** Exercise goal **
Which lines in the listing below contain the word "orange"? Find them and copy each one in full.

** Supplied records **
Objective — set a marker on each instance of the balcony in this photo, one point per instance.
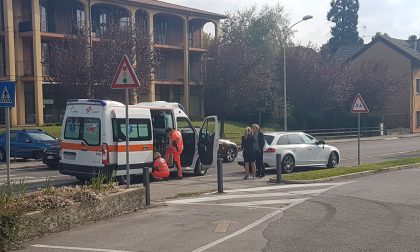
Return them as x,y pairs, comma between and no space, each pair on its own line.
25,68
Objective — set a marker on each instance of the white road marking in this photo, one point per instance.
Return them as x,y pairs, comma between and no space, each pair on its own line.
244,196
223,226
263,219
77,248
381,155
266,202
29,180
240,231
274,187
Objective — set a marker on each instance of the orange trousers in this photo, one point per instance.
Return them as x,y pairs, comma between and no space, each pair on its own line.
177,162
159,175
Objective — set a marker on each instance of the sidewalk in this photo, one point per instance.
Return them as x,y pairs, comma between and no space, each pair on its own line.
193,186
21,164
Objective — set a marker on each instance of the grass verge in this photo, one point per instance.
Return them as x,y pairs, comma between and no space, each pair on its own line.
333,172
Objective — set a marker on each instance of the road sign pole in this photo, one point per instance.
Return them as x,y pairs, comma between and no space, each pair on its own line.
127,139
358,138
7,121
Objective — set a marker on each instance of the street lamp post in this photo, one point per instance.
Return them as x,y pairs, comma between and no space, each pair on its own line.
284,69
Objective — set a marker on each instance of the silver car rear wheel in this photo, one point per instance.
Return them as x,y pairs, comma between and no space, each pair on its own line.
230,154
333,160
288,163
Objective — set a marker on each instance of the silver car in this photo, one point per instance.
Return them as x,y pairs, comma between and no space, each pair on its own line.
297,149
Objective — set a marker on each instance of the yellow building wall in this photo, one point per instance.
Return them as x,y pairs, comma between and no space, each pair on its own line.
416,101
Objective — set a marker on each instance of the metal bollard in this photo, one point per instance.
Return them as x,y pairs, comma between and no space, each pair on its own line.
146,184
219,176
278,168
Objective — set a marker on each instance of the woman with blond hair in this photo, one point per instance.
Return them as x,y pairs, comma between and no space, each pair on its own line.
247,146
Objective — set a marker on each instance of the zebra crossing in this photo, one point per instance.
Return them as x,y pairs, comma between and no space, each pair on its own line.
274,197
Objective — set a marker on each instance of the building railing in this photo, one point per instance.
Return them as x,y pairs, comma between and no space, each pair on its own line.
25,67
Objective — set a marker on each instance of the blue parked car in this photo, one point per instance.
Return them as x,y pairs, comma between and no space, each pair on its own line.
26,144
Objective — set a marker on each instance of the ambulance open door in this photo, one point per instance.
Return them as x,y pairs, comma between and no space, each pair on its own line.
208,141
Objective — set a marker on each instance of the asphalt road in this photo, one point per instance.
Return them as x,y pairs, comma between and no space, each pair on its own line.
374,213
372,151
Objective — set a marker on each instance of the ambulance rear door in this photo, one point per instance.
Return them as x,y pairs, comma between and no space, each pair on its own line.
208,141
81,138
140,138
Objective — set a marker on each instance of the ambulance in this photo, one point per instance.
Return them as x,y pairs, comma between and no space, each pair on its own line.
93,138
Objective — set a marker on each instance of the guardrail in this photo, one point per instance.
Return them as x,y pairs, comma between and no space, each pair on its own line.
324,134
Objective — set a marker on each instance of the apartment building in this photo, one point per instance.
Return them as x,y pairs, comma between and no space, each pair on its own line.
28,26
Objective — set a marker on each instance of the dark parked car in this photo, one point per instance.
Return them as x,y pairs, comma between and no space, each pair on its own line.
26,144
51,156
227,150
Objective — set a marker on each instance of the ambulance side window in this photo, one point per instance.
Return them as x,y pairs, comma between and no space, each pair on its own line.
139,130
184,125
83,128
91,131
72,128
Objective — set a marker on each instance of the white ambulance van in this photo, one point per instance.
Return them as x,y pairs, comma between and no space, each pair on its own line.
93,139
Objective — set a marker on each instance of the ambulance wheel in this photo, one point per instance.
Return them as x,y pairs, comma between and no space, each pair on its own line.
82,180
199,170
122,180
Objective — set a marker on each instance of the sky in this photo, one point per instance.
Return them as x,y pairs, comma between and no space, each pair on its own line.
398,18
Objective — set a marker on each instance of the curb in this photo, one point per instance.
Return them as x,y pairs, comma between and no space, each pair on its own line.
347,176
12,167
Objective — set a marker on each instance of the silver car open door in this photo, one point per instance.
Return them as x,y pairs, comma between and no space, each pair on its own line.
208,142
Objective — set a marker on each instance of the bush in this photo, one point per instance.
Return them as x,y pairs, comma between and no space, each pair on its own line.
8,230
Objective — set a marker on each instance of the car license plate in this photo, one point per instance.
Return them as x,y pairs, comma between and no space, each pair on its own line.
70,156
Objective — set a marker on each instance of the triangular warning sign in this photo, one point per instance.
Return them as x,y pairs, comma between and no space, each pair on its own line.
5,96
125,76
359,105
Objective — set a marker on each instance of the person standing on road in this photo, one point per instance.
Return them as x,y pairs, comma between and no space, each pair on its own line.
160,168
175,148
248,151
259,149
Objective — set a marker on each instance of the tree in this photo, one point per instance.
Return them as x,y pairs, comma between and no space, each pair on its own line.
315,86
380,34
91,63
239,72
344,14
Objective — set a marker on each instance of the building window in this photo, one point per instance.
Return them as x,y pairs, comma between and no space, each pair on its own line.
191,36
46,15
161,27
163,70
418,119
79,18
104,17
45,51
2,59
1,16
417,86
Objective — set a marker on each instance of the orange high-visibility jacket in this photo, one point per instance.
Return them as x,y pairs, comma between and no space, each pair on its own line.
176,137
161,166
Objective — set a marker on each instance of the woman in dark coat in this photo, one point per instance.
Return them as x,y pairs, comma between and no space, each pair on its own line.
247,145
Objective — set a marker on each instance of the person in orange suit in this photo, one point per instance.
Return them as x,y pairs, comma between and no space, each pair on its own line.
175,148
160,168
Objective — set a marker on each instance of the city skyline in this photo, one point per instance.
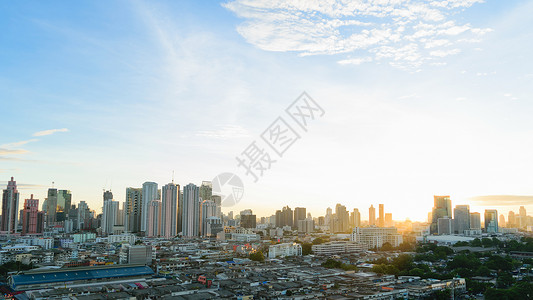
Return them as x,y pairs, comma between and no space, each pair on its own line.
112,102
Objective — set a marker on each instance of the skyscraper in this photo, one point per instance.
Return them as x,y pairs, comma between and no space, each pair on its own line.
208,209
206,190
461,220
169,210
475,221
51,206
191,211
381,215
154,218
442,208
30,216
109,216
371,215
356,218
132,215
10,205
299,214
491,220
149,193
64,200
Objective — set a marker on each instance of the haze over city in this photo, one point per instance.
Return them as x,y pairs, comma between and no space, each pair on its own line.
437,104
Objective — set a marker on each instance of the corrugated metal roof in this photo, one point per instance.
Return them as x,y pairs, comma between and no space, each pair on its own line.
76,275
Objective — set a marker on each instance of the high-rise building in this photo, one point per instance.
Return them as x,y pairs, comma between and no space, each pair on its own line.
51,206
371,215
248,221
205,191
381,215
169,210
149,193
84,216
491,220
522,211
444,226
109,216
299,214
442,208
355,218
511,220
133,213
64,200
388,220
154,218
218,202
191,211
10,207
208,209
501,222
30,215
475,221
461,220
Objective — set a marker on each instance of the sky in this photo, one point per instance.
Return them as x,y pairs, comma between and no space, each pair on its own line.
420,98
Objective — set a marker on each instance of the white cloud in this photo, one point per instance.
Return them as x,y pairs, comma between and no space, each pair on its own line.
17,144
49,131
397,31
225,132
4,151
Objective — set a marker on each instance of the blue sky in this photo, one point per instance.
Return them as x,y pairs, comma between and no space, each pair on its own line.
420,98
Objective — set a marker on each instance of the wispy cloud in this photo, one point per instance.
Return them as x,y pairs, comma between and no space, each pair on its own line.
502,200
226,132
49,131
17,144
403,32
4,151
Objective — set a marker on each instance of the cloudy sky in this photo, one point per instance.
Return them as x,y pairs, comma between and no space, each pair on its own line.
420,98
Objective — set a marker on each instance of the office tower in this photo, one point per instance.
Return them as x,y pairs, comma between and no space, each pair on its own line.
180,212
169,210
208,209
444,226
10,207
109,216
63,202
30,215
356,219
381,215
84,216
218,202
491,220
522,211
306,226
442,208
108,195
501,222
511,220
248,221
461,220
133,214
191,211
475,221
206,190
388,220
154,218
299,214
51,206
371,216
149,193
213,225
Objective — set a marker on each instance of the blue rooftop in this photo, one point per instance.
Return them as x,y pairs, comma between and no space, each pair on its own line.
55,276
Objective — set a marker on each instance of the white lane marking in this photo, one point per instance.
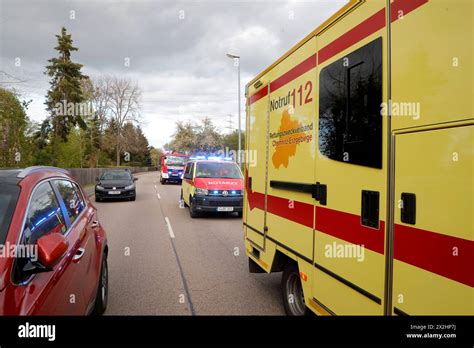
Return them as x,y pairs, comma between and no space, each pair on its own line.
170,229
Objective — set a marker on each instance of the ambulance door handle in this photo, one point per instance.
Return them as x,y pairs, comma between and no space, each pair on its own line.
408,209
320,192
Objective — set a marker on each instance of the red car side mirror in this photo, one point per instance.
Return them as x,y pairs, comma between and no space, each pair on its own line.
50,249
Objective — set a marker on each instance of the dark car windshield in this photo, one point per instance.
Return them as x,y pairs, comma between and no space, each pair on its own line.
116,175
218,170
8,198
174,161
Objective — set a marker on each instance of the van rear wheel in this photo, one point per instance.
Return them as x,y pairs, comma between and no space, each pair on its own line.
292,291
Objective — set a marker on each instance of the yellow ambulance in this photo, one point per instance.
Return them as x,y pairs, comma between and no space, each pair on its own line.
362,193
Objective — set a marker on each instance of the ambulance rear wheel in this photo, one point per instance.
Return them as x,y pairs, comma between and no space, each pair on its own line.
292,291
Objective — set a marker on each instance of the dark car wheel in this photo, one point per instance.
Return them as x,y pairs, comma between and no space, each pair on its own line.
102,290
192,210
292,291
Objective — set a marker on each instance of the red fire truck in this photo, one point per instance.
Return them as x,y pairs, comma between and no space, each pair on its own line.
172,166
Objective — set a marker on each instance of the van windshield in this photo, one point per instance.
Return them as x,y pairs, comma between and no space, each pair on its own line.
174,161
218,170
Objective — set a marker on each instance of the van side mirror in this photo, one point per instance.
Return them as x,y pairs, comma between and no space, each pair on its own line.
51,248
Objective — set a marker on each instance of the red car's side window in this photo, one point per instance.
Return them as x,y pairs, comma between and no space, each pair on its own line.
72,198
44,215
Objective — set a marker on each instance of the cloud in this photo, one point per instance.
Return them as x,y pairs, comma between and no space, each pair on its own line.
176,49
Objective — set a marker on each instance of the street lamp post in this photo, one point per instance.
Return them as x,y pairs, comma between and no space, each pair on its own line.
237,58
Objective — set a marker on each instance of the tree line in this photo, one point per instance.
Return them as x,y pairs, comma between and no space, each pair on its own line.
202,137
92,122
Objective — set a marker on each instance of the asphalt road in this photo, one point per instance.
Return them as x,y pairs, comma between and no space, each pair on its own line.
199,267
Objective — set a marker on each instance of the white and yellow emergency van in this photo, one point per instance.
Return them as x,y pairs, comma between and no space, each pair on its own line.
362,193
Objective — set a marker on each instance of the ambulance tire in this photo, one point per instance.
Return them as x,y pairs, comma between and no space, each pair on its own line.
192,211
292,291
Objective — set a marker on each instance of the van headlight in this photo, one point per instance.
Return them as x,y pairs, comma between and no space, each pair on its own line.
201,192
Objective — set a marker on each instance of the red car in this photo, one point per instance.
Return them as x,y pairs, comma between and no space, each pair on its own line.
53,250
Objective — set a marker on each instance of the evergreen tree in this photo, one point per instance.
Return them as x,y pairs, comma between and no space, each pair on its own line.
65,89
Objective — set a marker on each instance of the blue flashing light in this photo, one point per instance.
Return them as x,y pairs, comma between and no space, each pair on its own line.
40,221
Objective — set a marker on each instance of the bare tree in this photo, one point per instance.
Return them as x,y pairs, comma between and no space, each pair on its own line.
98,93
124,106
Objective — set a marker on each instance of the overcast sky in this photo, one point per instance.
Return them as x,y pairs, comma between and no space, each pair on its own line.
176,49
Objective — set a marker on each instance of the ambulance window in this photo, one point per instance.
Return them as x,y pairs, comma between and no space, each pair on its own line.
350,122
187,172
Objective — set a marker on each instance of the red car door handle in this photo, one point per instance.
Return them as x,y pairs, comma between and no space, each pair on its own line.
79,254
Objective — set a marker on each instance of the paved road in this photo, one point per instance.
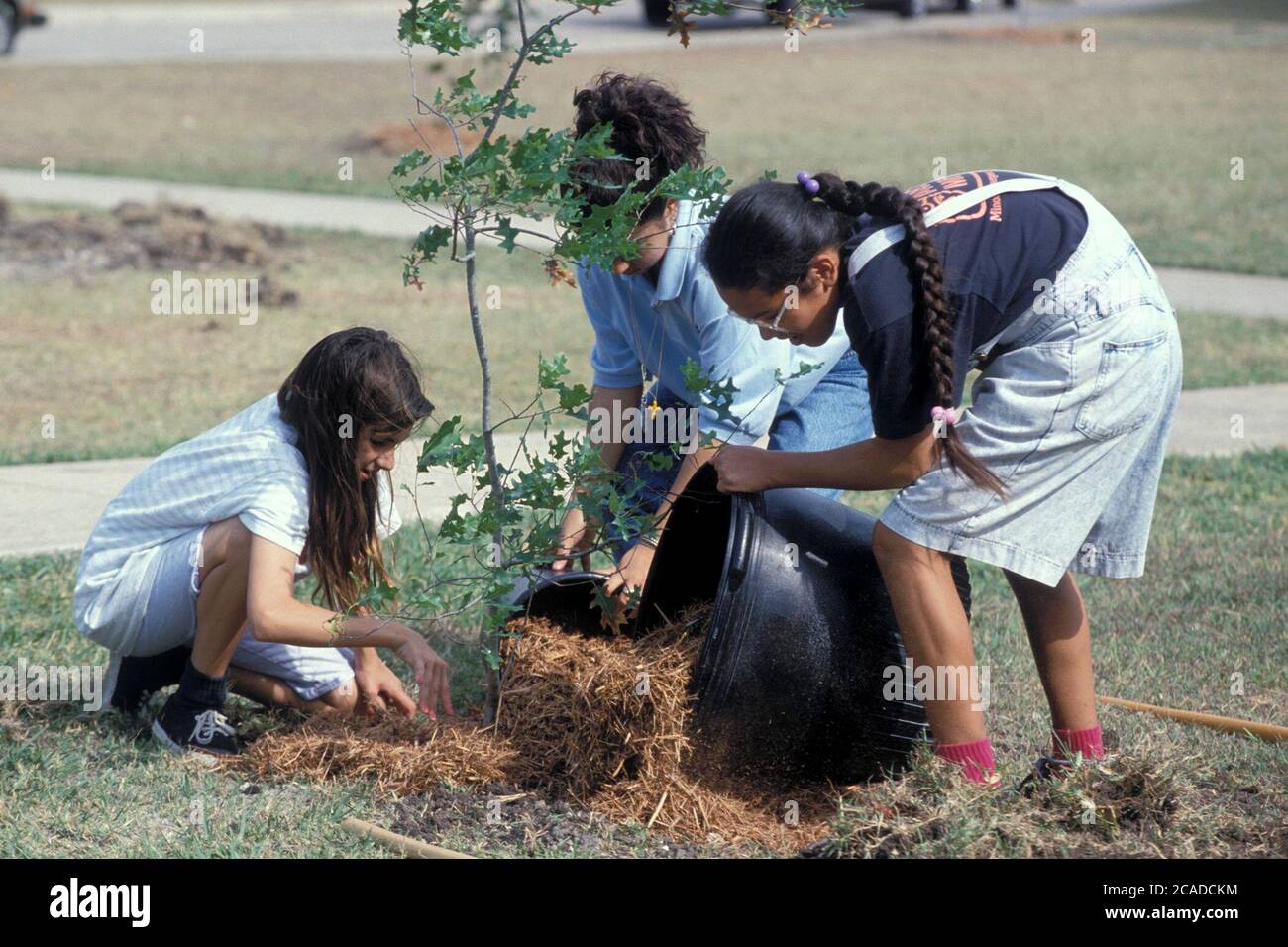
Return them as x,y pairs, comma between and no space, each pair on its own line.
1231,294
348,30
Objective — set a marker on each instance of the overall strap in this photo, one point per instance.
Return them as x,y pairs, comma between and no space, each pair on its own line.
892,235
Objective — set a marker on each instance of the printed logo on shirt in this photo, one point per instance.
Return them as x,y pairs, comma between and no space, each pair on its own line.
935,192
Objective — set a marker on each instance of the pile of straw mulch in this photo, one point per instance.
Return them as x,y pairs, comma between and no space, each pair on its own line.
601,722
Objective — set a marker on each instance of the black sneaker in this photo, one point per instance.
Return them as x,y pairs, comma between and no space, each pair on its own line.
132,681
1048,768
183,728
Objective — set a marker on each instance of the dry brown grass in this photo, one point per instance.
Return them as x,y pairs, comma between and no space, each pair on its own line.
599,722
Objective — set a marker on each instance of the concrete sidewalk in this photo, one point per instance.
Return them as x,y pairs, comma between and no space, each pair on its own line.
47,508
1194,290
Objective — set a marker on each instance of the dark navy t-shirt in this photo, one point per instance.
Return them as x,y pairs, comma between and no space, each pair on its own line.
993,256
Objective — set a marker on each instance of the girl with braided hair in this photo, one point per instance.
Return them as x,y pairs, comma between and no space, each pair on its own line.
1055,466
658,309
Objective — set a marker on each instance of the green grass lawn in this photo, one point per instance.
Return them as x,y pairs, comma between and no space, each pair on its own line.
1209,608
123,381
1149,121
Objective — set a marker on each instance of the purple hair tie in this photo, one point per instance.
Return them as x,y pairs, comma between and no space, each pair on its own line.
806,182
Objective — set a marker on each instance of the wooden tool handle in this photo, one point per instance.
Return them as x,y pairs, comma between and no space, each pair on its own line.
408,848
1229,724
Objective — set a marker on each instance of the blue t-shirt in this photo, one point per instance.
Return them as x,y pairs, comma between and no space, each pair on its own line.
993,258
642,325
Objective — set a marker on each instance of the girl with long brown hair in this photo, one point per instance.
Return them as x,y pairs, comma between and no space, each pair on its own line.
1055,466
188,577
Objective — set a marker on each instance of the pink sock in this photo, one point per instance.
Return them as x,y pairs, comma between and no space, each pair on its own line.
1068,744
975,759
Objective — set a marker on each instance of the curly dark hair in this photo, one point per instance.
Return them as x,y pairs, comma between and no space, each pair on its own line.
649,121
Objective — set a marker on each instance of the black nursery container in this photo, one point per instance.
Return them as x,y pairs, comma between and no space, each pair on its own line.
791,676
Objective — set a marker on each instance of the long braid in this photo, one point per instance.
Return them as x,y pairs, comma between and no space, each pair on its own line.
934,309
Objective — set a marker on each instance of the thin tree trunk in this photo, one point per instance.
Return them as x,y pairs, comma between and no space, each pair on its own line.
493,682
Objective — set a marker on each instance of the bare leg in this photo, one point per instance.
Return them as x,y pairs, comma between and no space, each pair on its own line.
1060,637
932,625
274,692
222,600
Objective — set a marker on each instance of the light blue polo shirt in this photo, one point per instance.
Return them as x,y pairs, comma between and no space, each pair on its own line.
639,328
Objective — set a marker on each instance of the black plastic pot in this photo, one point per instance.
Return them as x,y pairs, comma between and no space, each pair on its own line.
791,677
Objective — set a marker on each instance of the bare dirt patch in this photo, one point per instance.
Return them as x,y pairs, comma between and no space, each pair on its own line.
146,237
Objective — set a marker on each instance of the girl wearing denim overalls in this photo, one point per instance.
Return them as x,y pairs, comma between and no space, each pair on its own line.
1055,466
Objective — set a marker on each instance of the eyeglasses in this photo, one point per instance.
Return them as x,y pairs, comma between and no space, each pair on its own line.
778,316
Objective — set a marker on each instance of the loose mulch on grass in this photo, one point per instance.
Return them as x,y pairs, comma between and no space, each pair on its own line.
601,723
592,754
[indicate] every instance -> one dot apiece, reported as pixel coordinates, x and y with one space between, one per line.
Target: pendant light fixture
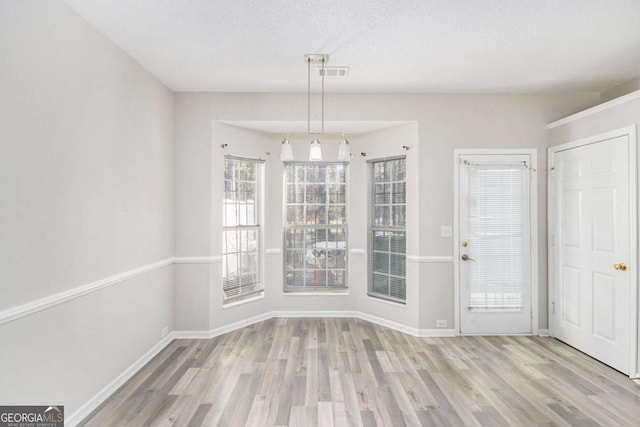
315 151
286 151
344 151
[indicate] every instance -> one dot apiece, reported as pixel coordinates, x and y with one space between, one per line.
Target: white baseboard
103 394
314 314
347 314
388 323
436 333
223 329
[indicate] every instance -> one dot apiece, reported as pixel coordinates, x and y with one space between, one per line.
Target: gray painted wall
441 124
86 192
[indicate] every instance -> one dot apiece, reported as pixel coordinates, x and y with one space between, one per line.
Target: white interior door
591 250
494 266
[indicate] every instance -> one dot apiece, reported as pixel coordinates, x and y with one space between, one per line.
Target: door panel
592 235
495 244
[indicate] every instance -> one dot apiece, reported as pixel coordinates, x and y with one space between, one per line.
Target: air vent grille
334 71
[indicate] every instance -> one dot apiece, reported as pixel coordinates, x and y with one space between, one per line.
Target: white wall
442 123
620 90
86 192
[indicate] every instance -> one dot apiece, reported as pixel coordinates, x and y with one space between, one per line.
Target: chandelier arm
323 95
309 95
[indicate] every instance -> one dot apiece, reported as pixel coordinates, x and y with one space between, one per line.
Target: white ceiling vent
337 71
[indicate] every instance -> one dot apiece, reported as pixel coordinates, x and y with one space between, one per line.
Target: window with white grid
315 232
242 210
387 229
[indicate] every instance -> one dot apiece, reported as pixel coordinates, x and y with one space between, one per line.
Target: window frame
258 227
372 228
343 227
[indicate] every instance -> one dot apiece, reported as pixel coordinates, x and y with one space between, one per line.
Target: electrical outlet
446 231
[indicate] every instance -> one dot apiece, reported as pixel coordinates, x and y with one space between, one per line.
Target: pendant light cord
309 95
323 95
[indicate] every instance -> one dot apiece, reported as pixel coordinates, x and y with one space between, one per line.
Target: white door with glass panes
494 229
591 248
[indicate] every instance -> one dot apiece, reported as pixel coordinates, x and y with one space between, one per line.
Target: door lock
620 267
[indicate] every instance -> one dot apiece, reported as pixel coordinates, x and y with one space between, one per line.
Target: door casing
457 153
631 133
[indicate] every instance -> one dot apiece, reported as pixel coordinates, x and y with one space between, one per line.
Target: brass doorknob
620 267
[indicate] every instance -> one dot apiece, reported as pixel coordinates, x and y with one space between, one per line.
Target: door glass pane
496 237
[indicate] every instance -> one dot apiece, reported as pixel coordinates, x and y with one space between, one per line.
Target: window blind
496 236
387 233
241 261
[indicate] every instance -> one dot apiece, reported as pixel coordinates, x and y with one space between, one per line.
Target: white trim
107 391
346 314
437 333
533 195
222 329
197 259
634 161
593 110
316 313
389 324
14 313
114 385
236 302
430 258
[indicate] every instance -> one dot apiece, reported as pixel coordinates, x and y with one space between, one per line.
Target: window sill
243 300
316 293
386 301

** Task answer **
Objective — set a marker on each instance of the orange trousers in this photo, one point per instance.
Objective — set a marker on each instance of the orange high-visibility jacket in this photo, one point per instance.
Objective — set a marker on each instance of the person in orange suit in this photo, one point per instance.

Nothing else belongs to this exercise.